Segment Open
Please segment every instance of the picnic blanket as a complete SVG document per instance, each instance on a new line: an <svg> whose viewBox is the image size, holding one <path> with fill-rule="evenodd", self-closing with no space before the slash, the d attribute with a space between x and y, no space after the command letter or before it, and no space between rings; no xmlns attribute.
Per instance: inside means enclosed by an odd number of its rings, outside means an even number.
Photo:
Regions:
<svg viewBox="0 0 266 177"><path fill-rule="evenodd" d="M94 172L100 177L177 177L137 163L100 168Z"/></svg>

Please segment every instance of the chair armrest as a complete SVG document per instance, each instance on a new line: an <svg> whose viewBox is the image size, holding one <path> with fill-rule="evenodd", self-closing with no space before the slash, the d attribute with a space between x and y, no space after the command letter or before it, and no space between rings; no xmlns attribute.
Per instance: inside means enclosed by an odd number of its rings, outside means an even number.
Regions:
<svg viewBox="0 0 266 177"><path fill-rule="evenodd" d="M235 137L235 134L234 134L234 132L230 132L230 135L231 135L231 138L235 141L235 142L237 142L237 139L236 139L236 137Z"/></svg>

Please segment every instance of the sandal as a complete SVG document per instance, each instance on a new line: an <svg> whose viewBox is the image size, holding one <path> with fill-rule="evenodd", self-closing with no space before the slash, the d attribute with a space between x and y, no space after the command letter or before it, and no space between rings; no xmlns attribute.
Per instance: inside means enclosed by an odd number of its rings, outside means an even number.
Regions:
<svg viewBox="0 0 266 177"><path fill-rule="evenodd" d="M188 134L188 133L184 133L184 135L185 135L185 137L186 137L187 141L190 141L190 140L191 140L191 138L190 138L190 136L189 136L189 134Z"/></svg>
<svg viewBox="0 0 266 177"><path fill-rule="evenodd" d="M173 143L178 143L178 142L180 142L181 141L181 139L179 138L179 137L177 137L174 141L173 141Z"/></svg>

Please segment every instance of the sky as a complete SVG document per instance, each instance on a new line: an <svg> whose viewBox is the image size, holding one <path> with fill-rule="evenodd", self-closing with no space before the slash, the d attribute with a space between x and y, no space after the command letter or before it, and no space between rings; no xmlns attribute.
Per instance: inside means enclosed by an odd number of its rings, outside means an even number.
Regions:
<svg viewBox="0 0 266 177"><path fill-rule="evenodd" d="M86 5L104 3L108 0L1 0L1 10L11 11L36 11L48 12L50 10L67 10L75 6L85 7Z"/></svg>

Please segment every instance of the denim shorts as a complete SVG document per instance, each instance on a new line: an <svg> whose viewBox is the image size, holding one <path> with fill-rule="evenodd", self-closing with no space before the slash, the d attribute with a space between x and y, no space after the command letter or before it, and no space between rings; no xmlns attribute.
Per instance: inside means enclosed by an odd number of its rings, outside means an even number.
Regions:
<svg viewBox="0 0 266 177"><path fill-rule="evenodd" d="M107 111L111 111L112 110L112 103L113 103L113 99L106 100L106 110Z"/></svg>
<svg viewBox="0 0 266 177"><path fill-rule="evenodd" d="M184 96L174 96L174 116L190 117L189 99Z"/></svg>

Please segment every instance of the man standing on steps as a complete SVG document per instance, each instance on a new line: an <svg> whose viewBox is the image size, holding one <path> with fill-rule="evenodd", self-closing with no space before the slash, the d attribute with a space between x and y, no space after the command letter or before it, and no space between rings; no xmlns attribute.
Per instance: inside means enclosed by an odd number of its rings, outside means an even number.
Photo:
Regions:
Segment Closed
▶ **YOUR OBJECTIVE**: Give all the lines above again, exactly.

▶ **COMPLETED EXERCISE**:
Please segment every instance of the picnic blanket as a complete SVG document per instance, each instance on a new line: an <svg> whose viewBox is the image size, holding one <path> with fill-rule="evenodd", self-closing with no space before the slash, the d attribute with a space between x and y, no space after the command letter or before it, and no space between rings; no xmlns attribute.
Per instance: inside means enclosed by an odd number of its rings, outside means an even number.
Photo:
Regions:
<svg viewBox="0 0 266 177"><path fill-rule="evenodd" d="M94 172L100 177L177 177L137 163L100 168Z"/></svg>

Please segment every instance of the chair armrest as a complete SVG document per instance, each instance on a new line: an <svg> whose viewBox is the image size, holding one <path> with fill-rule="evenodd", self-closing with no space before the slash, the d attribute with a space between x and y, no space after the command letter or before it, and no space between rings; no xmlns attribute.
Per instance: inside means enclosed by an odd number of its rings, outside means an even number.
Regions:
<svg viewBox="0 0 266 177"><path fill-rule="evenodd" d="M235 137L235 134L234 134L234 132L230 132L230 135L231 135L231 138L235 141L235 142L237 142L237 139L236 139L236 137Z"/></svg>

Please segment every instance of the sandal as a complete SVG document per instance, each instance on a new line: an <svg> whose viewBox is the image size, holding one <path> with fill-rule="evenodd", self-closing with no space before the slash, the d attribute with a space between x and y, no space after the command letter or before it, and no space between rings; no xmlns attribute.
Per instance: inside means enclosed by an odd number of its rings, outside means an even number.
Regions:
<svg viewBox="0 0 266 177"><path fill-rule="evenodd" d="M188 134L188 133L184 133L184 135L185 135L185 137L186 137L187 141L190 141L190 140L191 140L191 138L190 138L190 136L189 136L189 134Z"/></svg>
<svg viewBox="0 0 266 177"><path fill-rule="evenodd" d="M173 143L178 143L178 142L180 142L181 141L181 139L179 138L179 137L177 137L174 141L173 141Z"/></svg>

Please segment every instance of the sky as a complete SVG document per instance, each instance on a new line: an <svg> whose viewBox is the image size, holding one <path> with fill-rule="evenodd", self-closing with no space before the slash, the d attribute with a space between x and y, no space after the command letter or before it, and no space between rings; no xmlns attribute.
Per instance: inside means enclosed by an odd number of its rings, outside means an even number.
Regions:
<svg viewBox="0 0 266 177"><path fill-rule="evenodd" d="M86 5L104 3L108 0L1 0L1 10L11 11L36 11L48 12L50 10L67 10L75 6L85 7Z"/></svg>

Please segment every instance of the denim shorts as a complete SVG document per instance, each instance on a new line: an <svg> whose viewBox is the image size, holding one <path> with fill-rule="evenodd", self-closing with no space before the slash, the d attribute with a space between x and y, no space after the command letter or before it, and no space between rings; no xmlns attribute.
Per instance: inside means enclosed by an odd number of its rings, outside means an even number.
Regions:
<svg viewBox="0 0 266 177"><path fill-rule="evenodd" d="M107 111L111 111L112 110L112 103L113 103L113 99L106 100L106 110Z"/></svg>
<svg viewBox="0 0 266 177"><path fill-rule="evenodd" d="M184 96L174 96L174 116L190 117L189 99Z"/></svg>

Please segment every instance of the man standing on steps as a complete SVG document per instance, each instance on a new line: an <svg> whose viewBox is the image size, holding one <path> with fill-rule="evenodd", self-closing with no space before the slash, the d attribute with a space between x and y, no space after the command letter or before it, and no space between rings; no xmlns attribute.
Per instance: inside means enclosed by an odd number of its rings, outside means an even number.
Photo:
Regions:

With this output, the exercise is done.